Exercise prompt — The expected result is every entry, retyped character for character.

Dataset records
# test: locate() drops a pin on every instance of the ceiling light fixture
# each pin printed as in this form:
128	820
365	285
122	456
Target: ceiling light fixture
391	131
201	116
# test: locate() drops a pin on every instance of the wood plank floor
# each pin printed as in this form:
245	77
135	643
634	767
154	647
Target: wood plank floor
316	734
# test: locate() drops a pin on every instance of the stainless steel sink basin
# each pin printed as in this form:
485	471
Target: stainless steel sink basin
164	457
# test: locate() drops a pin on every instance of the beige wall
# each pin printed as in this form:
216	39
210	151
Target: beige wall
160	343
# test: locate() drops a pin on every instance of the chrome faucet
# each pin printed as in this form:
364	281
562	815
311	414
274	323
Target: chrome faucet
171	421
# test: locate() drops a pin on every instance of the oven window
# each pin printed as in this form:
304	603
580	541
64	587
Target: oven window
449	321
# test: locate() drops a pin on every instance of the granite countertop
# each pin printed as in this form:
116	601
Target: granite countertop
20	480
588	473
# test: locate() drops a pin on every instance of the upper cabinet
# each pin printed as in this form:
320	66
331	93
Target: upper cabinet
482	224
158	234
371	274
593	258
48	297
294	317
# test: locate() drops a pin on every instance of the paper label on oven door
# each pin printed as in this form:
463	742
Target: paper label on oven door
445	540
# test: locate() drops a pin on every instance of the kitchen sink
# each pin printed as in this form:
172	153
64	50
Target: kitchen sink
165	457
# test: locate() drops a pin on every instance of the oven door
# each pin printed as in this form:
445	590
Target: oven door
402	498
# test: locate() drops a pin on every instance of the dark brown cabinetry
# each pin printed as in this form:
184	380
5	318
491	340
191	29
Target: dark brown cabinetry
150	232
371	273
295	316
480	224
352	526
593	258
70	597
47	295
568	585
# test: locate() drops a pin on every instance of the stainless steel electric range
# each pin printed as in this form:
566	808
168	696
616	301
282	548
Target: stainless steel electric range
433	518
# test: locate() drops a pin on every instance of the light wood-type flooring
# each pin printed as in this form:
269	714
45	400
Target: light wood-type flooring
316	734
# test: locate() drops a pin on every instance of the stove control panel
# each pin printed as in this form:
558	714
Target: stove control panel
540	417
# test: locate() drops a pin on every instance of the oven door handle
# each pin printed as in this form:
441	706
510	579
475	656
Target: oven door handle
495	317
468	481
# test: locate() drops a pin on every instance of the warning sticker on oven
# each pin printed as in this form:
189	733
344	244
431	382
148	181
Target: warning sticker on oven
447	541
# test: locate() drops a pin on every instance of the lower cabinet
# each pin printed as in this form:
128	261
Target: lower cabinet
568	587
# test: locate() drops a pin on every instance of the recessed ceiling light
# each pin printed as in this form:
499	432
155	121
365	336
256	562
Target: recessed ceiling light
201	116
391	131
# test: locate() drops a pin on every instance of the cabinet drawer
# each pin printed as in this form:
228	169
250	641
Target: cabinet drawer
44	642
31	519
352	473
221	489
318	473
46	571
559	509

Written answer —
# test: locate() drops a pin on every instance of the ceiling light fixture
# each pin printed as in this form:
128	820
365	285
122	456
Target: ceiling light fixture
391	131
201	116
# test: locate() drops a pin on every instance of the wood plank floor
# each pin printed as in this form:
245	77
135	643
634	767
154	647
Target: wood plank floor
316	734
# test: locate() drops a pin on every instance of the stainless steel sink basin
# each pin printed as in this form:
485	471
Target: stainless steel sink basin
164	457
# test: locate() drops a pin on every instance of the beige wall
# each pin printed as in this form:
216	39
210	151
Target: beige wall
160	343
# test: locate() drops a pin on every instance of the chrome faucet
# each pin printed as in this form:
364	281
562	815
311	414
274	323
Target: chrome faucet
171	421
# test: locate() drops a pin on every instance of the oven window
# each pin printed as in this form:
304	603
580	541
64	587
Target: oven window
449	321
# test: locate() drops a pin on every instance of the granite countertop
# each pin printed as in this form:
116	601
Target: granite countertop
20	480
588	473
# test: locate() drops a pin on every instance of the upper cabinet
# each pin printed as in this form:
320	66
331	93
Target: upper cabinet
482	224
158	234
371	274
593	258
48	297
294	317
# test: locate() drops a pin on every instance of the paper label on oven door
# each pin printed as in this form:
463	742
Target: paper label on oven door
445	540
# test: locate() drops a pin on every instance of the kitchen sink
# each pin printed as in this form:
172	153
64	50
Target: kitchen sink
165	457
# test: locate() drops a pin on every instance of the oven door
# each pin printed as in this form:
445	590
Target: oven door
402	498
# test: locate() drops a pin on every instance of the dark brown cabinetry
# each pin printed as in this form:
184	380
5	318
491	340
191	29
Target: dark brown cabinetry
150	232
371	273
295	316
480	224
352	526
593	258
70	597
47	295
568	585
# test: locate() drops a pin on every instance of the stainless steel electric range
# each pin printed as in this form:
566	808
168	696
616	301
282	548
Target: stainless steel electric range
433	518
# test: locate() drops a pin on every instance of the light wood-type flooring
# each pin printed as in this form:
269	714
45	400
Target: light wood-type flooring
316	734
# test: locate() drops a pin on every instance of the stove control panel
# each pin printed as in this form:
558	714
Target: stove control panel
540	417
# test: locate() drops a pin on every instance of the oven door handle
# each pin printed as in this form:
441	706
510	579
475	656
Target: oven door handle
495	317
468	481
# test: locate() drops a pin on every instance of the warning sticker on oven
# each pin printed as in this form:
189	733
344	244
431	382
148	181
Target: warning sticker on oven
447	541
# test: locate() drops a pin on every instance of the lower cabinet
# each pin printed as in this form:
128	261
Target: lower cabinet
568	587
# test: locate() drops a pin on every instance of the recessed ceiling light
# each pin printed as in this form:
499	432
155	121
365	336
256	562
Target: recessed ceiling light
201	116
391	131
# test: locate() drops a pin on every instance of the cabinet drawer
# each pin printed as in this form:
228	169
250	641
Target: cabinet drawer
44	642
31	519
352	473
221	489
318	473
46	571
559	509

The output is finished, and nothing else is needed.